• **What to work on**: Below are records; transcribe only the line with "Phrase: distant skyline" and those after it, through the last line, without any change.

• **Task input**:
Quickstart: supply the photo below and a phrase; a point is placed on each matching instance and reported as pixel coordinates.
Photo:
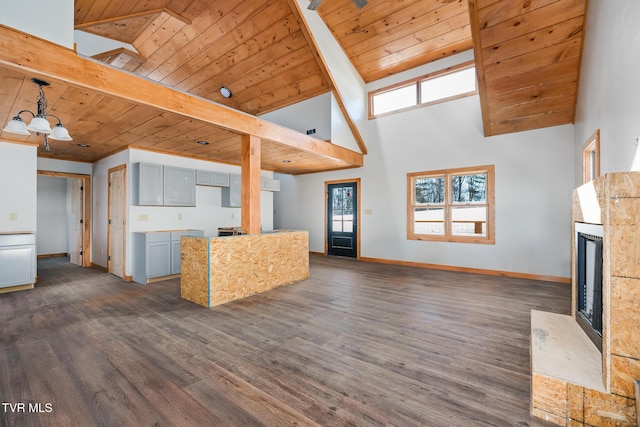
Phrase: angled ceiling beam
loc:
(28, 54)
(295, 8)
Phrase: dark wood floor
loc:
(356, 344)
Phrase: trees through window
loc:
(451, 205)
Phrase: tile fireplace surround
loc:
(572, 383)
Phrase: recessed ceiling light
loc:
(225, 91)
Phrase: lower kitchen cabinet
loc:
(157, 253)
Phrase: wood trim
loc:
(326, 72)
(44, 256)
(515, 275)
(489, 239)
(474, 22)
(28, 54)
(99, 267)
(16, 288)
(358, 216)
(86, 184)
(250, 158)
(591, 145)
(123, 168)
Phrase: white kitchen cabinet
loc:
(156, 254)
(158, 185)
(17, 260)
(179, 186)
(212, 179)
(232, 195)
(150, 184)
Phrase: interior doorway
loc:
(343, 218)
(117, 224)
(69, 205)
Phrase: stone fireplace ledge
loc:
(560, 349)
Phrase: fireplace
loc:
(589, 280)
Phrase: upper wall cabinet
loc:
(159, 185)
(212, 179)
(150, 184)
(179, 186)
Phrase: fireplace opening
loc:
(589, 280)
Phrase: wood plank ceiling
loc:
(527, 52)
(528, 55)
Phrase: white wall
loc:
(52, 237)
(609, 91)
(534, 180)
(17, 187)
(314, 113)
(46, 19)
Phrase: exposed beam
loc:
(29, 54)
(250, 184)
(132, 16)
(295, 8)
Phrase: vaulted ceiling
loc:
(527, 52)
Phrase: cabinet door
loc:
(158, 259)
(220, 179)
(212, 179)
(179, 186)
(232, 195)
(150, 184)
(175, 257)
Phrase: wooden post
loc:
(250, 158)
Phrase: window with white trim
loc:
(445, 85)
(454, 205)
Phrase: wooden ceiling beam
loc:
(26, 53)
(297, 13)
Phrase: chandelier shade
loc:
(39, 124)
(60, 133)
(17, 126)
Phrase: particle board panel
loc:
(240, 266)
(194, 269)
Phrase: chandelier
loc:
(39, 123)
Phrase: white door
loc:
(116, 222)
(77, 226)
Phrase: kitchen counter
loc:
(216, 270)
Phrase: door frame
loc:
(86, 209)
(123, 168)
(326, 217)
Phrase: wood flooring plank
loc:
(358, 344)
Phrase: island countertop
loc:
(216, 270)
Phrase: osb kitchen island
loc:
(216, 270)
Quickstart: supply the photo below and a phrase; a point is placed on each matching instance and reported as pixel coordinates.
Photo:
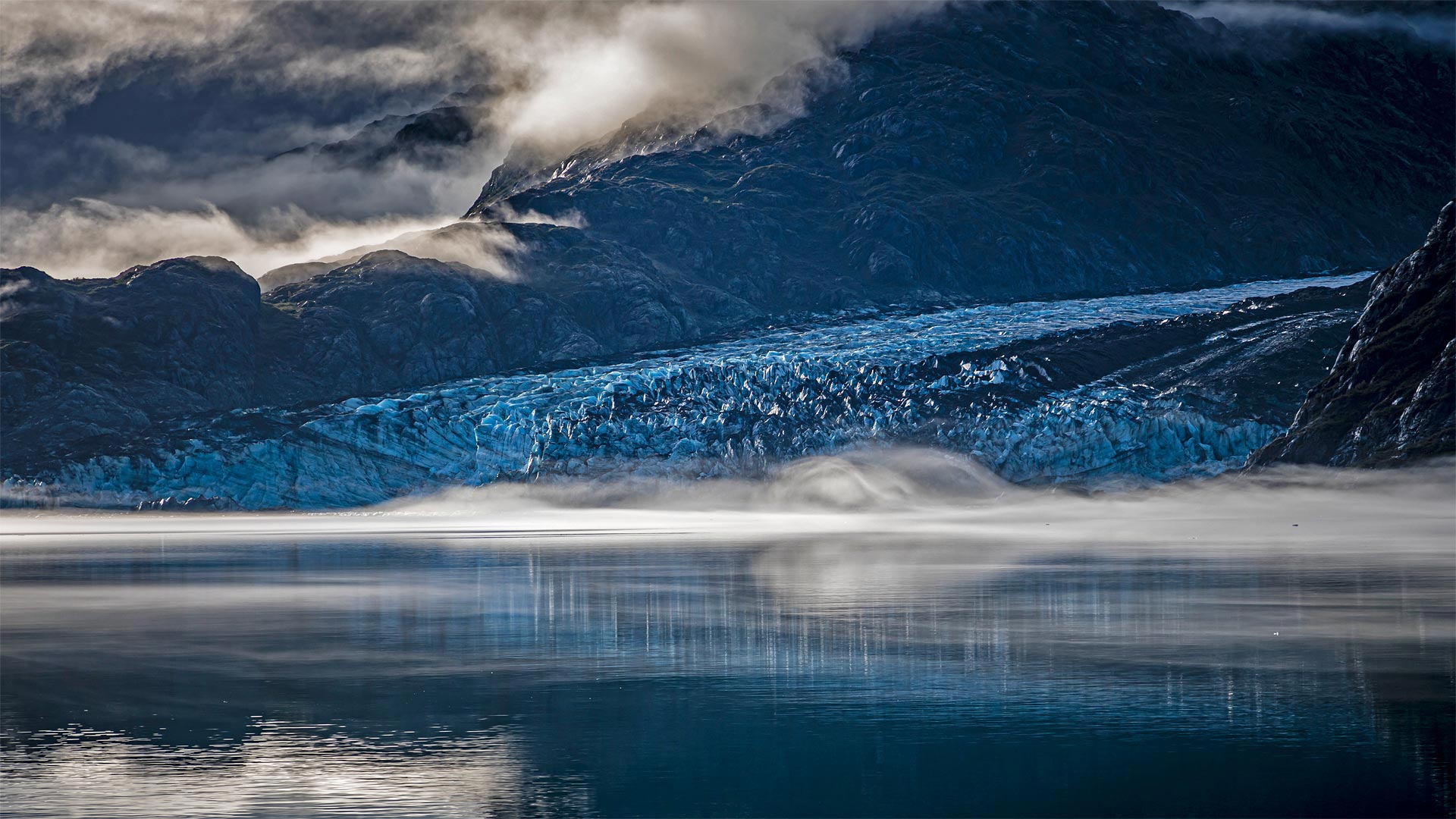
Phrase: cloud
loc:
(91, 238)
(1439, 30)
(564, 74)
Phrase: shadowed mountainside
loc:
(1391, 394)
(1031, 150)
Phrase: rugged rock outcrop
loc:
(105, 357)
(1126, 388)
(1391, 395)
(1014, 150)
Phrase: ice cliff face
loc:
(1147, 387)
(1391, 394)
(112, 356)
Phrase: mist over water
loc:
(1280, 643)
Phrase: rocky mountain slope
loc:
(107, 357)
(993, 152)
(1025, 150)
(1391, 394)
(1125, 388)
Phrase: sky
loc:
(136, 130)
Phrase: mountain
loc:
(108, 357)
(1091, 391)
(1009, 150)
(427, 139)
(990, 153)
(1391, 395)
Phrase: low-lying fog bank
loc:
(908, 493)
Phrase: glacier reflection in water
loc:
(861, 649)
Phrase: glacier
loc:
(1018, 387)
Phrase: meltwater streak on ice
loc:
(707, 411)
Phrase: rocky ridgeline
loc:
(1391, 395)
(1018, 150)
(1147, 387)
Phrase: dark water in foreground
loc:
(1018, 664)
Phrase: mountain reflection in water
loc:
(1174, 651)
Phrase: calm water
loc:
(1019, 661)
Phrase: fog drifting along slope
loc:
(1021, 150)
(1053, 391)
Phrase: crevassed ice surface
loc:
(711, 410)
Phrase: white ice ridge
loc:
(711, 410)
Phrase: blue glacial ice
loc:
(724, 409)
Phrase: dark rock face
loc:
(93, 356)
(1391, 394)
(1025, 150)
(428, 139)
(105, 357)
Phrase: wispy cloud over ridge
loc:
(1436, 28)
(566, 74)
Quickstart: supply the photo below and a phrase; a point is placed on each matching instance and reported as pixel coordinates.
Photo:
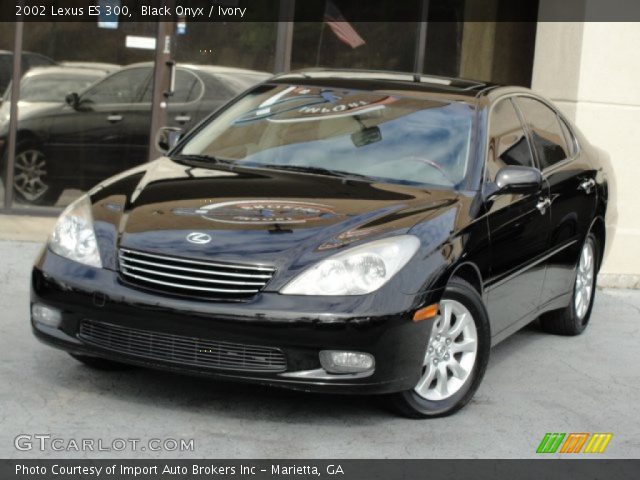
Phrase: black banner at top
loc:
(314, 10)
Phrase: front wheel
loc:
(32, 181)
(455, 359)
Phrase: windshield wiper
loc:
(318, 170)
(203, 158)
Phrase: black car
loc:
(336, 231)
(105, 129)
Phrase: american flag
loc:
(342, 29)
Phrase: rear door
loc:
(182, 110)
(518, 225)
(572, 192)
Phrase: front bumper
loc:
(299, 326)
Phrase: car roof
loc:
(211, 69)
(386, 80)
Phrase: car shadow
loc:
(206, 396)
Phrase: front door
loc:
(518, 226)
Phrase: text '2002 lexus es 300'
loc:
(336, 231)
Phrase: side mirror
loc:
(73, 100)
(366, 136)
(521, 180)
(167, 138)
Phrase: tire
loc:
(459, 297)
(573, 319)
(103, 364)
(32, 182)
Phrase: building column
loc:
(590, 71)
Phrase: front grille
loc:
(182, 350)
(199, 278)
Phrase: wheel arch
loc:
(469, 272)
(600, 232)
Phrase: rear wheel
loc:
(455, 359)
(573, 319)
(98, 363)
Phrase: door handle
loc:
(587, 185)
(543, 204)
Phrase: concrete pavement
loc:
(535, 383)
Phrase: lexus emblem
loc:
(199, 238)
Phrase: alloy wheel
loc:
(451, 353)
(30, 175)
(584, 280)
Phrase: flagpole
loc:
(319, 44)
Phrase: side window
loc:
(188, 87)
(572, 143)
(547, 136)
(508, 144)
(121, 87)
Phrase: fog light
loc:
(46, 315)
(335, 361)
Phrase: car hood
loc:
(257, 216)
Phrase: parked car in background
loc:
(29, 60)
(105, 129)
(337, 232)
(43, 87)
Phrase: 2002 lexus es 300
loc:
(336, 231)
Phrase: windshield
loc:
(386, 137)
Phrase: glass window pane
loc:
(7, 32)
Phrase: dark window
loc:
(31, 60)
(121, 87)
(188, 87)
(547, 136)
(508, 144)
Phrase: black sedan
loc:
(105, 129)
(336, 231)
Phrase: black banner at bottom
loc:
(547, 469)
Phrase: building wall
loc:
(591, 71)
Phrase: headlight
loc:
(73, 236)
(356, 271)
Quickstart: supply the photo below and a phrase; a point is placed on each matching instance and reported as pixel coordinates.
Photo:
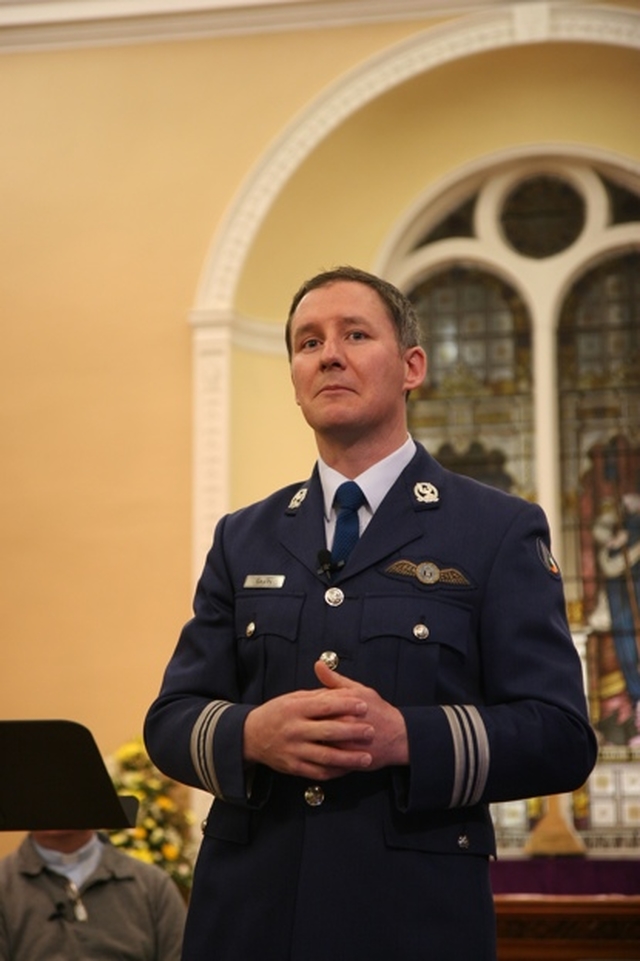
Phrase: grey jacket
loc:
(134, 911)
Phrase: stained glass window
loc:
(474, 409)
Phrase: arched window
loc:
(526, 278)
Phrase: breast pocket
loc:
(266, 633)
(407, 642)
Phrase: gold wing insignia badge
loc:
(405, 568)
(427, 572)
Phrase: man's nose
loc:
(332, 354)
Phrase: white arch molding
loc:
(215, 326)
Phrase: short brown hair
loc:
(399, 308)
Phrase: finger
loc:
(325, 702)
(332, 679)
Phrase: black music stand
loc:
(53, 777)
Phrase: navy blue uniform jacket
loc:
(452, 608)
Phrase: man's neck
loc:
(353, 459)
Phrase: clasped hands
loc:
(338, 728)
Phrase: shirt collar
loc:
(375, 482)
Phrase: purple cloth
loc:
(566, 876)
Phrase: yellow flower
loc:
(170, 852)
(128, 751)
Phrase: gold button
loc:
(334, 597)
(330, 658)
(314, 795)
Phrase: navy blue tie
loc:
(348, 499)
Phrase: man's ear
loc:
(415, 360)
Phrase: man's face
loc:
(349, 373)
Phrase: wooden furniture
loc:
(534, 927)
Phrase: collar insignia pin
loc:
(426, 493)
(297, 498)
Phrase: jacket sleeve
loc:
(527, 734)
(193, 730)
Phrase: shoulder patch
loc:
(547, 558)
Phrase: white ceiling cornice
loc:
(39, 24)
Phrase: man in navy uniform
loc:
(353, 715)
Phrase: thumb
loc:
(331, 679)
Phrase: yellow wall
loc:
(117, 167)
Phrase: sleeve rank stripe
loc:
(201, 746)
(470, 752)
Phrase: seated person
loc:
(67, 895)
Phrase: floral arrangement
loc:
(163, 833)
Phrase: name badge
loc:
(264, 580)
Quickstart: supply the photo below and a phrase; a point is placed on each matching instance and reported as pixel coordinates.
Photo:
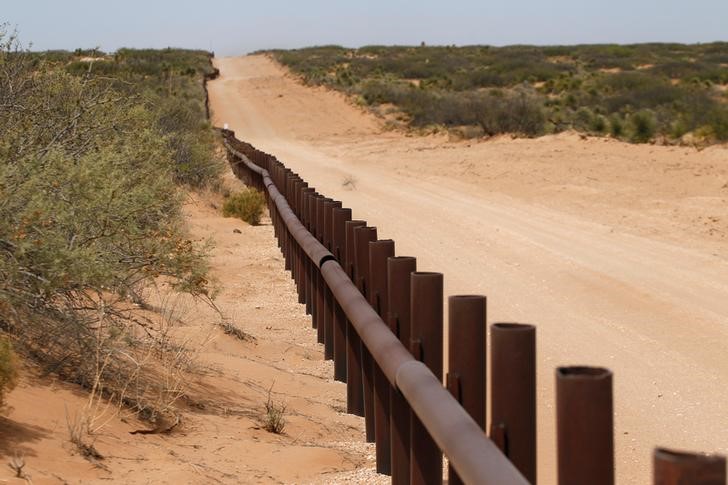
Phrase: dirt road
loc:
(618, 253)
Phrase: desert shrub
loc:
(513, 113)
(274, 420)
(616, 126)
(718, 122)
(673, 81)
(90, 214)
(8, 369)
(247, 205)
(642, 126)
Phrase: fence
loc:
(381, 322)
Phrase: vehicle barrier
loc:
(381, 322)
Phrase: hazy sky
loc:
(229, 27)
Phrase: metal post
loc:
(379, 252)
(682, 468)
(584, 426)
(426, 346)
(399, 270)
(320, 283)
(362, 237)
(467, 358)
(329, 206)
(354, 386)
(339, 252)
(513, 394)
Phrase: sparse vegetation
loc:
(247, 205)
(655, 90)
(92, 153)
(8, 369)
(274, 420)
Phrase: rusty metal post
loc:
(320, 284)
(354, 386)
(315, 276)
(298, 190)
(362, 237)
(399, 269)
(329, 206)
(467, 358)
(681, 468)
(339, 251)
(584, 426)
(513, 394)
(426, 346)
(379, 252)
(308, 284)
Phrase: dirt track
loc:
(616, 252)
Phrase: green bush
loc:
(642, 126)
(247, 205)
(616, 126)
(90, 217)
(8, 369)
(447, 85)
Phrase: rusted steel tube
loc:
(476, 458)
(584, 426)
(426, 346)
(307, 198)
(375, 334)
(362, 237)
(341, 215)
(354, 386)
(513, 394)
(471, 452)
(305, 194)
(399, 269)
(329, 206)
(467, 358)
(379, 252)
(320, 284)
(682, 468)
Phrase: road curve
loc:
(652, 310)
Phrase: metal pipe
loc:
(379, 252)
(329, 206)
(513, 394)
(354, 386)
(341, 215)
(426, 346)
(584, 426)
(362, 237)
(467, 359)
(682, 468)
(399, 269)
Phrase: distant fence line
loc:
(381, 322)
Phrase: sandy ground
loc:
(220, 439)
(616, 252)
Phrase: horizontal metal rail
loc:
(351, 284)
(476, 458)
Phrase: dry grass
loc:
(274, 420)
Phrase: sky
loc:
(237, 27)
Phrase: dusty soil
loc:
(220, 439)
(616, 252)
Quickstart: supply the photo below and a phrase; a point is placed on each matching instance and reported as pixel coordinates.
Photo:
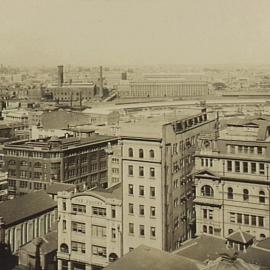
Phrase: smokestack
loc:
(60, 75)
(101, 82)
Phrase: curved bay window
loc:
(230, 193)
(207, 191)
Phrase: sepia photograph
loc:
(134, 134)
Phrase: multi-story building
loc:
(89, 228)
(232, 179)
(157, 162)
(25, 218)
(34, 164)
(163, 88)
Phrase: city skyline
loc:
(91, 32)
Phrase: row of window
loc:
(246, 219)
(208, 191)
(141, 171)
(142, 230)
(244, 149)
(245, 167)
(141, 153)
(141, 191)
(141, 210)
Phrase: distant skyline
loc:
(134, 32)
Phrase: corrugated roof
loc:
(20, 208)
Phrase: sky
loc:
(134, 32)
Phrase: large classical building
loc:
(34, 164)
(25, 218)
(157, 161)
(232, 179)
(162, 88)
(90, 228)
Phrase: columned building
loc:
(232, 179)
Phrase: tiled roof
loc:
(26, 206)
(147, 258)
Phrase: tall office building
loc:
(232, 179)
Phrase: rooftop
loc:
(26, 206)
(147, 258)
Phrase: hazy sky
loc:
(114, 32)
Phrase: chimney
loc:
(60, 75)
(101, 82)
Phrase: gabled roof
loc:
(240, 237)
(26, 206)
(147, 258)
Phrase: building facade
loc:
(89, 229)
(157, 182)
(232, 180)
(34, 164)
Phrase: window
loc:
(261, 221)
(130, 189)
(152, 211)
(99, 211)
(131, 228)
(152, 172)
(204, 228)
(253, 167)
(141, 210)
(141, 171)
(140, 153)
(245, 167)
(78, 227)
(253, 221)
(141, 190)
(113, 211)
(64, 225)
(99, 231)
(239, 218)
(130, 152)
(153, 232)
(246, 219)
(99, 251)
(207, 191)
(230, 193)
(237, 166)
(113, 233)
(130, 170)
(141, 230)
(261, 197)
(245, 195)
(152, 192)
(78, 247)
(229, 165)
(131, 208)
(261, 168)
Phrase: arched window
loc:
(204, 228)
(207, 191)
(130, 152)
(245, 195)
(230, 193)
(64, 248)
(261, 197)
(37, 165)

• **Correct response**:
Phrase: distant skyline
loc:
(134, 32)
Phrase: corrugated roof
loc:
(20, 208)
Phrase: sky
loc:
(134, 32)
Phrase: large classical building
loc:
(34, 164)
(25, 218)
(157, 161)
(232, 179)
(162, 88)
(90, 228)
Phrase: columned building
loc:
(232, 179)
Phrase: tiled roof
loc:
(26, 206)
(147, 258)
Phrase: tall office building
loc:
(232, 179)
Phrase: rooftop
loc:
(26, 206)
(147, 258)
Phrase: hazy sky
loc:
(114, 32)
Phrase: chimney
loc:
(60, 75)
(101, 82)
Phrase: gabled roof
loc:
(240, 237)
(26, 206)
(147, 258)
Phrase: building facade
loc:
(89, 229)
(157, 182)
(232, 180)
(34, 164)
Phrase: window
loc:
(261, 221)
(130, 189)
(152, 211)
(99, 211)
(131, 228)
(152, 172)
(204, 228)
(253, 167)
(141, 210)
(141, 171)
(140, 153)
(245, 167)
(78, 227)
(253, 221)
(141, 190)
(113, 211)
(64, 225)
(99, 231)
(239, 218)
(130, 152)
(153, 232)
(246, 219)
(99, 251)
(207, 191)
(230, 193)
(237, 166)
(113, 233)
(130, 170)
(141, 230)
(261, 197)
(245, 195)
(152, 192)
(78, 247)
(229, 165)
(131, 208)
(261, 168)
Phrase: arched window
loc:
(204, 228)
(207, 191)
(130, 152)
(245, 195)
(230, 193)
(64, 248)
(261, 197)
(37, 165)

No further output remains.